Data entries:
────────────────
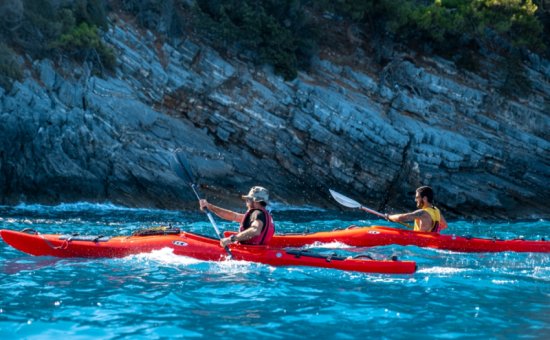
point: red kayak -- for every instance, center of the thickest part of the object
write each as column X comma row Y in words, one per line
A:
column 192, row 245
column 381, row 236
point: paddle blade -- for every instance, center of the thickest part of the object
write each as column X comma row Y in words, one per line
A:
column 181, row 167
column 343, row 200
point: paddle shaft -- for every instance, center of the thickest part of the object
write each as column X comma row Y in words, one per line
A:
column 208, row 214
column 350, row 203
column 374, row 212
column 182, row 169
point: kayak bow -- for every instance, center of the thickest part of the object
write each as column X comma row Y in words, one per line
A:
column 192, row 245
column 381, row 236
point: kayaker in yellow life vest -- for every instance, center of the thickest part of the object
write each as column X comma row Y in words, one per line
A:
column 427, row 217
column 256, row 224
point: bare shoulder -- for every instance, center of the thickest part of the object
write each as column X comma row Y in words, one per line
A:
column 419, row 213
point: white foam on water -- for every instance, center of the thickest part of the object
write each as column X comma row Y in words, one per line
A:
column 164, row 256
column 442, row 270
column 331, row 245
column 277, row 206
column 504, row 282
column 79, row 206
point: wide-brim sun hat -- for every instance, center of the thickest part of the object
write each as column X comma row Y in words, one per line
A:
────────────────
Say how many lines in the data above contain the string "paddle", and give no other output.

*OUTPUT FOR THIS TASK*: 2